• _THE PROBLEM_:
The copy you produce must hold every record exactly, and none of the images.
[[ SUPPLIED RECORDS open ]]
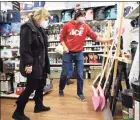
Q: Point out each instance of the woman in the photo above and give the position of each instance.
(34, 62)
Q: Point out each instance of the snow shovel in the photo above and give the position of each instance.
(95, 98)
(101, 93)
(117, 54)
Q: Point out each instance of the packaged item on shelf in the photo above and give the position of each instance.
(20, 88)
(54, 18)
(59, 49)
(13, 16)
(2, 86)
(49, 85)
(17, 64)
(100, 13)
(16, 5)
(8, 66)
(136, 96)
(15, 52)
(85, 59)
(7, 86)
(22, 79)
(89, 14)
(17, 77)
(55, 72)
(2, 76)
(3, 16)
(14, 86)
(127, 10)
(6, 53)
(127, 104)
(66, 16)
(111, 13)
(27, 6)
(95, 70)
(38, 4)
(5, 29)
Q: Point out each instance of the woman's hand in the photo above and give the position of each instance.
(28, 69)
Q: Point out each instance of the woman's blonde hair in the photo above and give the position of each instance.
(41, 14)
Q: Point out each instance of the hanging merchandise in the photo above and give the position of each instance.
(100, 14)
(89, 14)
(13, 16)
(5, 29)
(111, 13)
(66, 16)
(54, 18)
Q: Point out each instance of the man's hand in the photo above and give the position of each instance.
(28, 69)
(66, 50)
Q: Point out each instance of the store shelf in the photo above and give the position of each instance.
(126, 60)
(92, 51)
(87, 46)
(51, 52)
(84, 64)
(13, 95)
(133, 14)
(54, 41)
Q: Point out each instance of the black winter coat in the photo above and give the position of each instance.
(33, 50)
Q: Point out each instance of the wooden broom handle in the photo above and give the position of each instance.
(118, 48)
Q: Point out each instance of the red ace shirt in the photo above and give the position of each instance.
(74, 34)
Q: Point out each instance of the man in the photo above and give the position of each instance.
(34, 62)
(72, 38)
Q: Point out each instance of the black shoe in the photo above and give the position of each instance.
(17, 116)
(81, 97)
(41, 108)
(61, 93)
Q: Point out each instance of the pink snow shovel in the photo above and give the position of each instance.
(101, 91)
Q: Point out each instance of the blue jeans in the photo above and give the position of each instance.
(78, 59)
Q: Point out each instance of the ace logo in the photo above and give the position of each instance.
(77, 32)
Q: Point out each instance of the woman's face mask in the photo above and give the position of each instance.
(81, 19)
(44, 23)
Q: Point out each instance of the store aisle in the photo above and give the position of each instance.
(62, 108)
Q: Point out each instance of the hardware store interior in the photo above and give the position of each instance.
(69, 60)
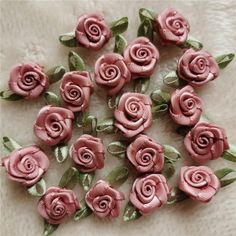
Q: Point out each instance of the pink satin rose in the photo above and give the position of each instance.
(26, 165)
(111, 72)
(133, 114)
(205, 142)
(92, 31)
(141, 57)
(199, 182)
(104, 201)
(28, 80)
(146, 154)
(88, 153)
(149, 192)
(197, 67)
(54, 125)
(172, 27)
(58, 204)
(186, 106)
(76, 89)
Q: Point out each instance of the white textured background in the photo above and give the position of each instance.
(29, 32)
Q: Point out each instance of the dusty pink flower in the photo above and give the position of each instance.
(92, 31)
(141, 57)
(197, 67)
(111, 73)
(28, 80)
(76, 89)
(133, 114)
(104, 200)
(146, 154)
(26, 165)
(199, 182)
(54, 125)
(57, 204)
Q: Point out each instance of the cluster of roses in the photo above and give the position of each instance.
(133, 115)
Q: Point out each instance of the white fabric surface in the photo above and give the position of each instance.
(29, 32)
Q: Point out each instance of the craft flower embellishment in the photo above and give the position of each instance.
(58, 204)
(199, 182)
(76, 89)
(111, 73)
(146, 154)
(206, 141)
(141, 57)
(133, 114)
(186, 106)
(54, 125)
(149, 192)
(104, 200)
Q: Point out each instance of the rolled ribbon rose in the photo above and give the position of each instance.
(141, 57)
(111, 72)
(199, 182)
(146, 154)
(206, 141)
(57, 204)
(92, 31)
(104, 200)
(133, 114)
(149, 192)
(54, 125)
(76, 89)
(197, 67)
(88, 153)
(172, 27)
(185, 107)
(26, 165)
(28, 80)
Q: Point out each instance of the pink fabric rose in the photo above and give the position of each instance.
(172, 27)
(26, 165)
(133, 114)
(199, 182)
(104, 200)
(92, 31)
(146, 154)
(28, 80)
(197, 67)
(141, 57)
(54, 125)
(111, 73)
(76, 89)
(185, 107)
(206, 142)
(88, 153)
(149, 192)
(57, 204)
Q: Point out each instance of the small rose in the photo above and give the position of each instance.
(28, 80)
(149, 192)
(104, 200)
(76, 89)
(133, 114)
(206, 142)
(172, 27)
(199, 182)
(111, 73)
(197, 67)
(141, 57)
(54, 125)
(186, 106)
(146, 154)
(88, 153)
(92, 31)
(57, 204)
(26, 165)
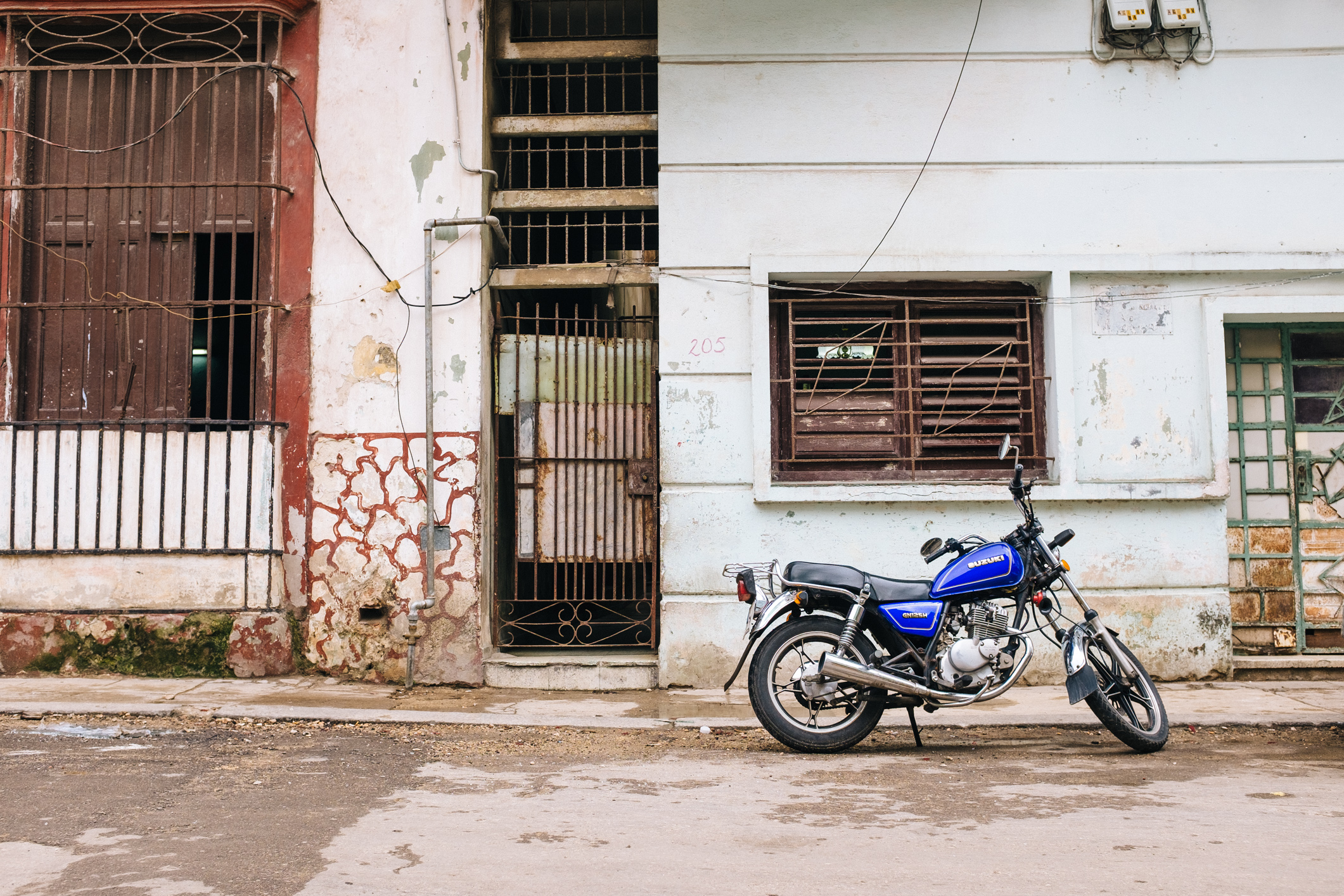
[[ SUPPLIED RECORDS closed ]]
• _EXERCISE RESPONSE_:
Q: Point out each instance of the woman in the photo above and give the position of each instance.
(34, 62)
Q: Point out each instance of the snow shovel in the photo above and give the position of each instance.
(95, 98)
(101, 93)
(117, 54)
Q: Point out each instance of the packaged item on shelf in the photo above and give the position of each instance.
(20, 88)
(54, 18)
(59, 49)
(13, 16)
(2, 86)
(49, 85)
(17, 64)
(100, 13)
(16, 5)
(8, 66)
(136, 96)
(15, 52)
(85, 59)
(7, 86)
(22, 79)
(89, 14)
(17, 77)
(55, 72)
(2, 76)
(3, 16)
(14, 86)
(127, 10)
(6, 53)
(127, 104)
(66, 16)
(111, 13)
(27, 6)
(95, 70)
(38, 4)
(5, 29)
Q: Point out each instance of the woman's hand in the photo above and give the position of each instance.
(28, 69)
Q: Point out each instance of the woman's blonde hair in the photo above and give the position of each instance.
(41, 14)
Q: Point out each instance of the hanging merchandise in the photo above and give the position of each instance.
(100, 14)
(89, 14)
(13, 16)
(5, 29)
(111, 13)
(66, 16)
(54, 18)
Q: Point out each instance of the man's hand in the photo above and give the position of each instance.
(28, 69)
(66, 50)
Q: Point out each instance of the store shelf in the photo above and give the position of each instance.
(126, 60)
(92, 51)
(87, 46)
(51, 52)
(84, 64)
(13, 95)
(133, 14)
(54, 41)
Q: Point out each instance of the black winter coat in the photo above and give the position of each instance.
(33, 50)
Q: Point out each instance of the wooden broom handle in the photo above and give the position of each instance.
(118, 48)
Q: Point out each instance of the red ace shirt in the photo above and give the position of each instance.
(74, 34)
Q: Point out each instance of the man in the photo above and give the position of each instance.
(34, 62)
(72, 38)
Q: Point out each instance of the black shoe in the photo above and give the position of each instance.
(17, 116)
(81, 97)
(41, 108)
(61, 93)
Q: Point out each instance of the pink snow shovel in the photo above and give the position of each instance.
(101, 91)
Q: Point out each instance of the blue jeans in the photo above and give the position of each instance.
(78, 59)
Q: Point out each instance of the ace logo in the photo above and give the position of each instance.
(77, 32)
Q: Point out each instance of the woman's face mask in the photo above and give the position of each instance.
(81, 19)
(44, 23)
Q: Point out each instance of the store aisle in the photo above and give the position of each instance.
(62, 108)
Q: Point out each instance of the hardware store interior in the photo above and give the position of each instance.
(69, 60)
Q: Point out each instance of the pink satin rose in the photo above and give the position of each instance.
(26, 165)
(111, 72)
(133, 114)
(205, 142)
(92, 31)
(141, 57)
(199, 182)
(104, 201)
(28, 80)
(146, 154)
(88, 153)
(149, 192)
(197, 67)
(54, 125)
(172, 27)
(58, 204)
(186, 106)
(76, 89)
Q: Point out each instance of the white textured background in the photo above and give the position of each instance.
(29, 32)
Q: Point out each instance of the dusty pink flower in the photo above and give the position of each instance.
(92, 31)
(141, 57)
(197, 67)
(111, 73)
(28, 80)
(76, 89)
(133, 114)
(104, 200)
(146, 154)
(26, 165)
(199, 182)
(54, 125)
(57, 204)
Q: Point out each instance of the cluster of roses in the photo above and give the position of each instance.
(133, 115)
Q: Point out each instance of the white fabric surface in the photo above and give the position of each instance.
(29, 32)
Q: Point out each instance of the craft flower embellishment in the photo above and give the position of each instance.
(58, 204)
(199, 182)
(76, 89)
(111, 73)
(146, 154)
(206, 141)
(141, 57)
(133, 114)
(186, 106)
(54, 125)
(149, 192)
(104, 200)
Q: Point out each instance of the rolled ribbon rose in the photo above and give the position of each instance.
(141, 57)
(111, 72)
(199, 182)
(146, 154)
(206, 141)
(57, 204)
(92, 31)
(104, 200)
(133, 114)
(149, 192)
(54, 125)
(76, 89)
(197, 67)
(88, 153)
(172, 27)
(185, 107)
(26, 165)
(28, 80)
Q: Point out each instance of the pink fabric rose in the photo above and give the position of each instance.
(172, 27)
(26, 165)
(133, 114)
(199, 182)
(104, 200)
(92, 31)
(146, 154)
(28, 80)
(197, 67)
(141, 57)
(54, 125)
(111, 73)
(76, 89)
(185, 107)
(206, 142)
(88, 153)
(149, 192)
(57, 204)
Q: Point out each instance of the small rose in the photo above and give the position of each instance.
(28, 80)
(149, 192)
(104, 200)
(76, 89)
(133, 114)
(206, 142)
(172, 27)
(199, 182)
(111, 73)
(197, 67)
(141, 57)
(54, 125)
(186, 106)
(146, 154)
(88, 153)
(92, 31)
(57, 204)
(26, 165)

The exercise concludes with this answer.